═════ Teks Bacaan ═════
Malam semakin larut namun suasana di sana semakin ramai dan heboh. Bar – bar dipenuhi oleh turis asing yang sedang menonton pertandingan sepak bola. Lalu kami berhenti di sebuah gazebo yang didesai khusus untuk pasangan yang sedang berbulan madu. Sepertinya mereka baru saja makan malam romantis di sana. Bahkan mereka mengabadikan kenangan mereka di pasir pantai seperti ini :
Hmmmmm……. Lagi – lagi, imajinasi di kepalaku bermain – main membayangkan makan malam di sini bersamaaaaa……. Ah sudahlah. Sudah cukup sepertinya untuk tidak memperpanjang perasaan itu.
═════ Cuplikan Materi ═════
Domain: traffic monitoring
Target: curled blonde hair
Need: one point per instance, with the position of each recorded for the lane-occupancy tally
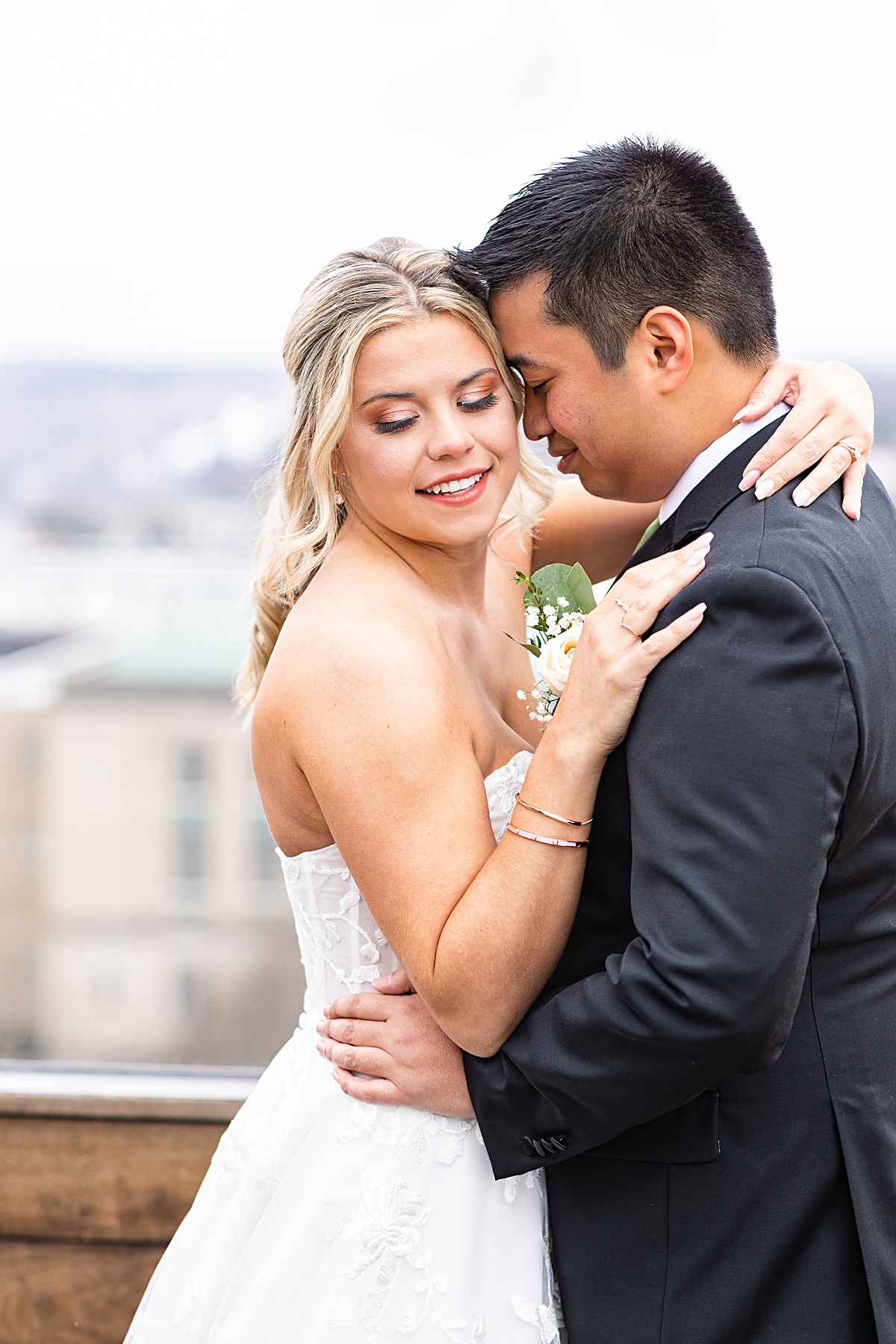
(355, 296)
═════
Uraian Tugas
Kutiplah bagian teks bacaan tentang suasana malam di pantai, mulai dari "Malam semakin larut" sampai dengan "memperpanjang perasaan itu.".

Jawaban
Malam semakin larut namun suasana di sana semakin ramai dan heboh. Bar – bar dipenuhi oleh turis asing yang sedang menonton pertandingan sepak bola. Lalu kami berhenti di sebuah gazebo yang didesai khusus untuk pasangan yang sedang berbulan madu. Sepertinya mereka baru saja makan malam romantis di sana. Bahkan mereka mengabadikan kenangan mereka di pasir pantai seperti ini :
Hmmmmm……. Lagi – lagi, imajinasi di kepalaku bermain – main membayangkan makan malam di sini bersamaaaaa……. Ah sudahlah. Sudah cukup sepertinya untuk tidak memperpanjang perasaan itu.